» **WHAT YOU SHOULD DO**
Search the listing below for the word "building", and copy every line in which it turns up.

+ + +

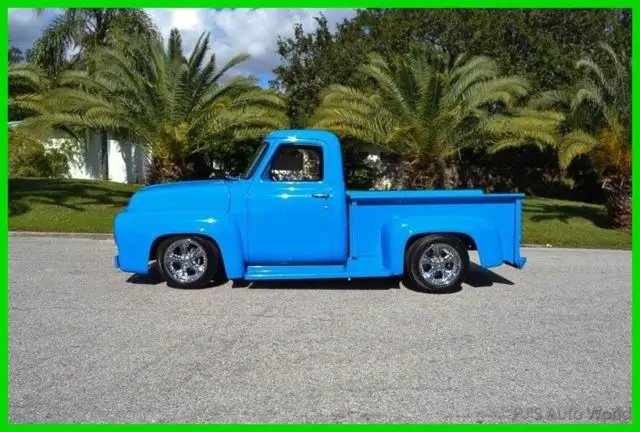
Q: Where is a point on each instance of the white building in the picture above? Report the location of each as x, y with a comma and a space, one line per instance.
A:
128, 162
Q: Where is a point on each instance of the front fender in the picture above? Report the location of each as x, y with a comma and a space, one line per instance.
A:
135, 233
396, 234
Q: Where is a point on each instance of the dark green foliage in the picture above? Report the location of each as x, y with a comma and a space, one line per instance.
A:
541, 44
15, 55
28, 157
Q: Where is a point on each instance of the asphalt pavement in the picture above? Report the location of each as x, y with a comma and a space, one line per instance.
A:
87, 343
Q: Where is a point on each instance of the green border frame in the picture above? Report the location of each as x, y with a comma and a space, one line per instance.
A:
4, 283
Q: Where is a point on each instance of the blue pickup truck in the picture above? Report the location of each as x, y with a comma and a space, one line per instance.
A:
289, 216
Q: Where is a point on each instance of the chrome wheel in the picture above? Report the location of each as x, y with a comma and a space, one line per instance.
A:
440, 264
185, 260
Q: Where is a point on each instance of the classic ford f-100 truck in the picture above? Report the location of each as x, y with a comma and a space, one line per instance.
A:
289, 216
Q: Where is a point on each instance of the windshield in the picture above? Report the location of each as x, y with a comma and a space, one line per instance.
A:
257, 157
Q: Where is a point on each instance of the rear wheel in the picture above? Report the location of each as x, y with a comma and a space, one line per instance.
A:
437, 263
187, 261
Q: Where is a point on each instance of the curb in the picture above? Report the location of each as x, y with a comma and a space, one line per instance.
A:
105, 236
92, 236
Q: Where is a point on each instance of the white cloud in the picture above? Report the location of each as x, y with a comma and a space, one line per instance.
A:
233, 31
252, 31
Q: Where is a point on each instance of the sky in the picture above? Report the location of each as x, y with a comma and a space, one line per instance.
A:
233, 31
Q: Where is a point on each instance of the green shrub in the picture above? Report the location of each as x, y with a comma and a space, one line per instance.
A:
28, 157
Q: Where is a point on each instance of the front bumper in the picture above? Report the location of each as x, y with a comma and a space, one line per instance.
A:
518, 263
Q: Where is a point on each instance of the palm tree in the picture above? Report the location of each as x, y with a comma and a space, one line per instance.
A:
84, 31
426, 106
592, 119
176, 106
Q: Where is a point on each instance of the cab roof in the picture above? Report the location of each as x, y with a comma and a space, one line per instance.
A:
296, 135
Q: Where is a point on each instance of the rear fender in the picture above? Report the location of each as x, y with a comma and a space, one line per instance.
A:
136, 233
396, 234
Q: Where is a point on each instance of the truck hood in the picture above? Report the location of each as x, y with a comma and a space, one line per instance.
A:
182, 196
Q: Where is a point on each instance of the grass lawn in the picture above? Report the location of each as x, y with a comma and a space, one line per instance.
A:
89, 206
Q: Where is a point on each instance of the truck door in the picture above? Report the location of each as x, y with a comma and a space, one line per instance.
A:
295, 214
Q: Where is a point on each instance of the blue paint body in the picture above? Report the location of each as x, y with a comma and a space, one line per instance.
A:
279, 230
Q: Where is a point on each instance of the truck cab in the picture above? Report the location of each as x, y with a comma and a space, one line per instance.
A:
289, 216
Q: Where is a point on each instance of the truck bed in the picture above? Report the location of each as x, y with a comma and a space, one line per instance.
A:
490, 222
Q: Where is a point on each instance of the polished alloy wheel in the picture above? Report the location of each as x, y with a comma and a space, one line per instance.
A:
440, 264
185, 260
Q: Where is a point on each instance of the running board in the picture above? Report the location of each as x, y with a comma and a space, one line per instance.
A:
353, 269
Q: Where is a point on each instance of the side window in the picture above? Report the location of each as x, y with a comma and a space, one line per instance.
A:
296, 163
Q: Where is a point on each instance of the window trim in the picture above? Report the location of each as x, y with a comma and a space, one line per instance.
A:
266, 176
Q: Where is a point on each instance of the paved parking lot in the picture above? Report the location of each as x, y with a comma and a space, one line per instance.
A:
548, 343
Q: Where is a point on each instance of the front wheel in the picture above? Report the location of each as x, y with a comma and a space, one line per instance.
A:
187, 261
437, 263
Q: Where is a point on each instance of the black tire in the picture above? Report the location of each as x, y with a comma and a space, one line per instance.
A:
413, 272
211, 268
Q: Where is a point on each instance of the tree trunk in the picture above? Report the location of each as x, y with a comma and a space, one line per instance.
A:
164, 170
104, 155
618, 201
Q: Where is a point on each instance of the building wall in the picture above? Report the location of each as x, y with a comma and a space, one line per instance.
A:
128, 161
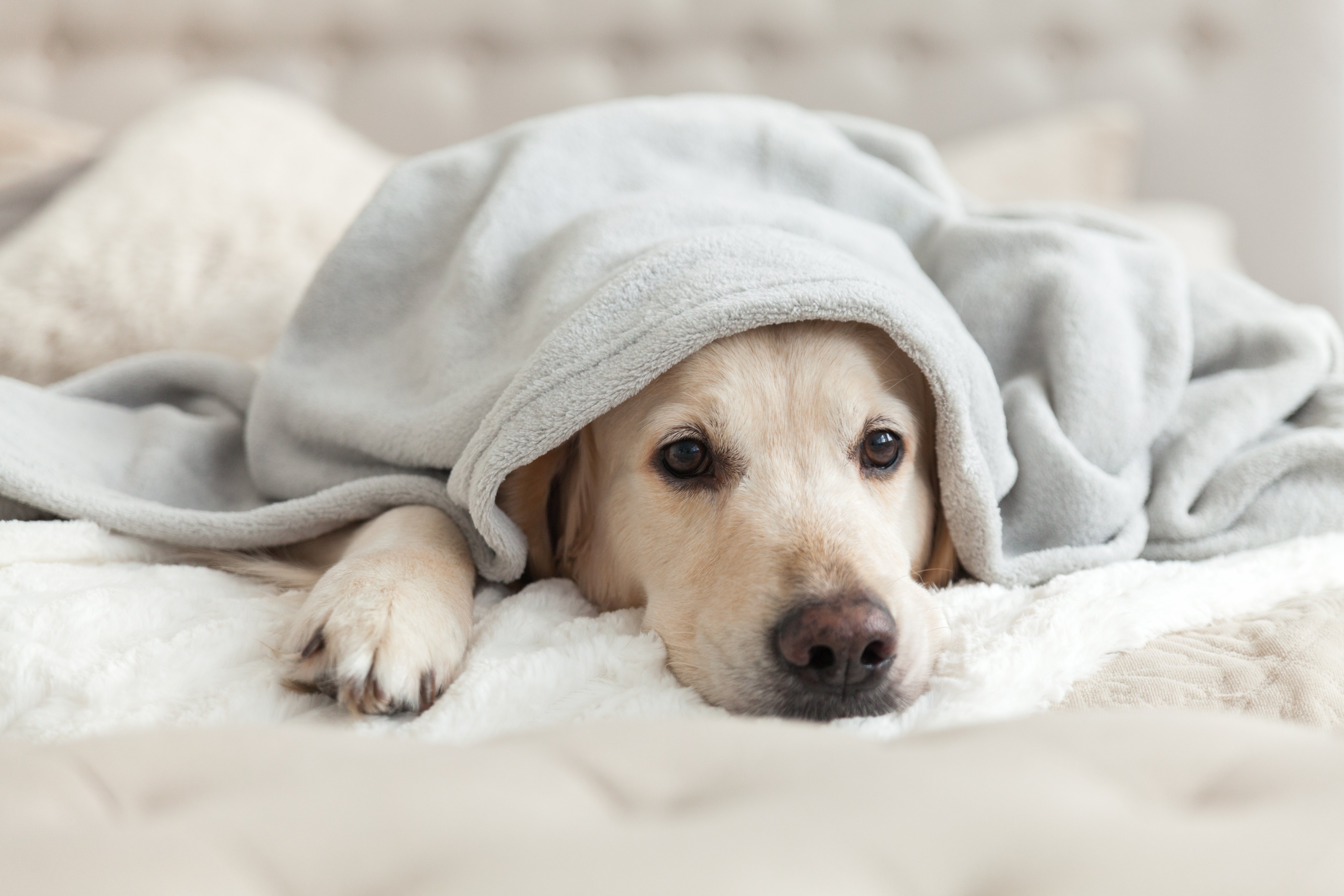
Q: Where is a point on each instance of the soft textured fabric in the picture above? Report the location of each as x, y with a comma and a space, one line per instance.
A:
499, 295
200, 228
1244, 100
1104, 805
1284, 664
103, 633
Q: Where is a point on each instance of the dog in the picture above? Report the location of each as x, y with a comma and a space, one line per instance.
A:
771, 502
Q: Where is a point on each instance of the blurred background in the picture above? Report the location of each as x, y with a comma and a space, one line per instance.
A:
1229, 111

+ + +

» **RESPONSE TO THIS EXERCISE**
Q: Where is a point on each instance of the white building in the picture above? Report the location of each as x, y with a comma and a space, one line per instance.
Q: Where is a point on each instance of the building wall in the picture above? Report the location of each as x, y with a comma and a space, one line per instance.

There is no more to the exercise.